Reading text START
Improved Charging Network
A past knock on EVs was the lack of roadside charging infrastructure. As electric vehicle technology has matured, so has the network of electric charging stations. As of March 2020, the US now has over 79,000 EV charging outlets located at over 25,000 roadside charging stations nationwide. The number of charging stations is forecasted to grow exponentially in the next decade.
The whole idea behind driving an electric car is reduced carbon emissions as well as preserving the environment. EVs are significantly better for the environment than ICE vehicles because they do not release carbon emissions and are a lot more energy efficient than gas-powered cars and trucks.
Why Wait to Buy an Electric Vehicle?
The number one reason to wait to buy an electric vehicle is money. The longer you are able to drive your current automobile the more value you are able to get out of it. The average car on the road is twelve years old, so If your gas-powered car or truck is running fine and maintenance costs are reasonable, than driving it as long as possible is in your best interest financially.
If you find yourself regularly paying for auto repairs and service, you should consult an ASE-certified mechanic to see if your automobile is costing you more in upkeep than it would to buy an electric vehicle. Here at Carolina Auto we have delivered honest, no-nonsense vehicle inspections and assessments to the Winston Salem community for over fifteen years. If you’re looking for a reliable, trustworthy auto repair and service center in North Carolina, than contact us today or stop by for a visit.
With oil prices at historically low levels and with future demand in decline, now may not be the best time to make the switch to electric. The global pandemic and economic downturn have only accelerated the decline in oil cost and future demand.
Reading text END
### Questions on the material
- a) Which geographic places does the electric vehicle article name?
- b) Can you continue the electric vehicle article with the next paragraph, picking up right after its last sentence?
The data after this point is unrelated to the electric vehicle article.
Information shown START
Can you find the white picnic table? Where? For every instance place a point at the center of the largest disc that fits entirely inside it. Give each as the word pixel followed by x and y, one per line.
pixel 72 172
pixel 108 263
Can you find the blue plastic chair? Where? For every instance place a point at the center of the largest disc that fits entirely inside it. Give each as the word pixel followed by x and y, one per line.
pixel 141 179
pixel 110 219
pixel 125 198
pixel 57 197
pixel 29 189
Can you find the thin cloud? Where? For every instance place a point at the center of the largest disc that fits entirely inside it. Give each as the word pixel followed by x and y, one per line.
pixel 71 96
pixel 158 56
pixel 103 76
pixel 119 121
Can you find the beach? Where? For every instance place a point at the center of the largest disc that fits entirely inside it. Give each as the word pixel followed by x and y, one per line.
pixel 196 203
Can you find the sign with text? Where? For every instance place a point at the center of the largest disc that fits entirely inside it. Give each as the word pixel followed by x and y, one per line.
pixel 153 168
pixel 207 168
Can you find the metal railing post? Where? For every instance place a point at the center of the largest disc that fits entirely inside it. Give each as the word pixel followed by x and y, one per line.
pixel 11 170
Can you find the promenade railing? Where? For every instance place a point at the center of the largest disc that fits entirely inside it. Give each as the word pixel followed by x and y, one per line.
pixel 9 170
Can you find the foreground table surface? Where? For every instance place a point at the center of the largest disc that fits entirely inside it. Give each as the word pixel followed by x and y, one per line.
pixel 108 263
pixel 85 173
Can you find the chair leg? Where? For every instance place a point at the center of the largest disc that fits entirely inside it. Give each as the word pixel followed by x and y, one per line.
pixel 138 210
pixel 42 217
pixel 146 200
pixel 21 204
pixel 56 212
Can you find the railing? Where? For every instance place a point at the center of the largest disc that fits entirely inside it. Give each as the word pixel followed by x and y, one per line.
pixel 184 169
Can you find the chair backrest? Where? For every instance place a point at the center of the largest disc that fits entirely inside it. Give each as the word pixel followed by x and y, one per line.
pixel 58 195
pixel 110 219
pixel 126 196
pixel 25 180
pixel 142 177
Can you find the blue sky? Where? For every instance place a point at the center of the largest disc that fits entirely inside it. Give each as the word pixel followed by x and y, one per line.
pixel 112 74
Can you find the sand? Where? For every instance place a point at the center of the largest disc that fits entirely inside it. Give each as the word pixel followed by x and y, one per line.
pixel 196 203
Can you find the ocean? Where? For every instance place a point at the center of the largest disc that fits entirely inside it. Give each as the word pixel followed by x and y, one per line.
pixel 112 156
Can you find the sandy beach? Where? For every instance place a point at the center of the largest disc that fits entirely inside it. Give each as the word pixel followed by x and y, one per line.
Information shown END
### Answers to the tasks
- a) The US, Winston Salem, and North Carolina.

- b)
Not 100% Sustainable
The common misconception is that if you buy an electric vehicle you are not polluting the Earth. It is true that EVs do not emit toxic greenhouse gases that harm the environment and are significantly more energy-efficient. However, when an EV is plug in and charging it is consuming electricity from the grid. Which is power in part, if not exclusively, by the burning of fossil fuels. While EVs produce less pollution while driving, EV engines, on average. Produce 60-percent more carbon emissions than gas-powered engines during the production and manufacturing process. Electric vehicles have more toxic materials and chemicals than ICE cars. Especially as it pertains to the battery.
Cheaper in the Future
In the past decade, the price of EVs has fallen to a fraction of what it once was. In that same timeframe, the performance and capability of electric car and trucks have improved considerably as well. Like any other new innovative technology, it only gets more cost-effective and advance as time goes by.
Gas powered cars are much quicker and easier to refuel. On average, an electric car takes eight hours to charge from a standard home charging unit. The absolute fastest roadside charging station can fully charge an EV in 30-minutes using the highest-speed charging outlet. You must also factor in wait times to access charging outlets. The time required for slower charging ports and the added cost of using roadside charging stations.
The future of transportation is electric. While the auto industry is rapidly switching to electric vehicles, gas-power cars and trucks will still be with us for decades to come. However, just as the world transitioned from using horses as the primary form of transportation. All cars, trucks, buses, planes and trains will eventually be all-electric.